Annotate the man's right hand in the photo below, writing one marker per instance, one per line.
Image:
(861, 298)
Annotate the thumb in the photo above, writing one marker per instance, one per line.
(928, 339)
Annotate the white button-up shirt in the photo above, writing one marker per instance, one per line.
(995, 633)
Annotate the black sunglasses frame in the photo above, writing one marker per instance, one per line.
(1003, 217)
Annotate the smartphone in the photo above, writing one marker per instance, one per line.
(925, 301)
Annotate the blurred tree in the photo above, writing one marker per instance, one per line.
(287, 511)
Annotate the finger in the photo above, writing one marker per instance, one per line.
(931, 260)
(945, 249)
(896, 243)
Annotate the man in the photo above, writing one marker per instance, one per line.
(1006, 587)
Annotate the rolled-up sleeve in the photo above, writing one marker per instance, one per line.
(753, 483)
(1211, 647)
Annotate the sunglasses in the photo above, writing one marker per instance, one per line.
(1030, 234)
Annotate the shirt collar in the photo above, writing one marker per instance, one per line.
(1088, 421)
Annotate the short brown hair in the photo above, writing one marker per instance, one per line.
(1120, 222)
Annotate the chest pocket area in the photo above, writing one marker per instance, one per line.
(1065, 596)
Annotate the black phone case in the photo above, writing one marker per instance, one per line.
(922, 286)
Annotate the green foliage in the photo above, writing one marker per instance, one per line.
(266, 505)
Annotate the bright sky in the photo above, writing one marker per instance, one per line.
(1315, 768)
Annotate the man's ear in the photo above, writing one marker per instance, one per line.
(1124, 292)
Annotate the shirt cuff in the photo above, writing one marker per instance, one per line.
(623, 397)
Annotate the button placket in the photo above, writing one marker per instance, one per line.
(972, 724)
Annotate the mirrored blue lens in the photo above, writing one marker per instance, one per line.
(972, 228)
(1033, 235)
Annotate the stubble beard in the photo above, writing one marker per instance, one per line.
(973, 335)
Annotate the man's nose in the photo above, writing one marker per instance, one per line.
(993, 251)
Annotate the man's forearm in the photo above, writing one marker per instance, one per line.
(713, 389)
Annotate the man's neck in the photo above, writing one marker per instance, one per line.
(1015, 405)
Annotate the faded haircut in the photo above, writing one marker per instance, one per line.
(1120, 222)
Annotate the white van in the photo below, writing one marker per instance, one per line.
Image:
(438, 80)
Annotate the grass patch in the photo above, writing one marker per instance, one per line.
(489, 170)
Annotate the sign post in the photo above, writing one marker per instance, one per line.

● ● ● ●

— DESCRIPTION OF THE TASK —
Your task is to repeat every line exactly.

— EXERCISE RESPONSE —
Annotate the man's right hand in the photo below, writing one marker per instance, one per line.
Image:
(861, 298)
Annotate the thumb in the photo above, writing one marker per instance, one per line.
(928, 339)
Annotate the white button-up shirt in the photo above, writing one marker per instance, one per line.
(995, 633)
Annotate the black sunglasses frame in the photo above, writing one marker per instance, one per line.
(1003, 217)
Annotate the smartphone in the photo above, writing one marker per instance, one per line.
(925, 301)
Annotate the blurred tree in the photo above, writing one marker per instance, one per line.
(287, 511)
Annotate the finger in the photo above, writing one marker per instance, one per line.
(931, 260)
(945, 249)
(896, 243)
Annotate the man in the photo above, writing one marker per instance, one per line.
(1006, 587)
Annotate the rolled-up sleeve in the photo above, writing one marker per instance, one per line.
(753, 483)
(1211, 647)
Annotate the sunglasses in the photo above, writing one marker per instance, one per line.
(1030, 234)
Annotate the shirt collar in the photo above, writing one marker per instance, one per line.
(1088, 421)
Annotate the short brown hair in the photo above, writing one marker per instance, one per line.
(1120, 222)
Annotate the chest pocket area in the photo above, writing one marker per instance, one per line.
(1065, 596)
Annotate the black phone case in the photo above, writing one marker per instance, one per line.
(922, 286)
Annotate the green foliage in the photo above, writing one marker per instance, one per line.
(266, 505)
Annotate the bright sky in the photo above, writing one marker per instance, one per line.
(1315, 768)
Annotate the man's ear in the photo above, writing one marker per instance, one per line.
(1124, 292)
Annotate the shirt cuff in the photo above, writing one marker per instance, one per line.
(623, 397)
Annotate the button placket in the photo above, writing one marker per instance, one per line.
(972, 724)
Annotate the mirrored blue lens in the photo above, writing one marker per instance, one per line.
(972, 228)
(1033, 235)
Annotate the stubble beard in the photo above, writing one marker per instance, one per line.
(973, 335)
Annotate the man's nose in the photo above, writing one marker per instance, one per line.
(993, 251)
Annotate the man's forearm in the photo above, writing one marker per instance, one per line.
(713, 389)
Annotate the man's neck in the photo above, writing one marker per instance, one per line.
(1015, 405)
Annotate the faded haircut in the photo above, writing one marker per instance, one per line.
(1120, 222)
Annotate the white van in the photo below, writing one marker per instance, one per line.
Image:
(438, 80)
Annotate the grass patch in the photo above, writing one marker per instance, one per line.
(489, 170)
Annotate the sign post in the photo above, writing one marker per instance, one per line.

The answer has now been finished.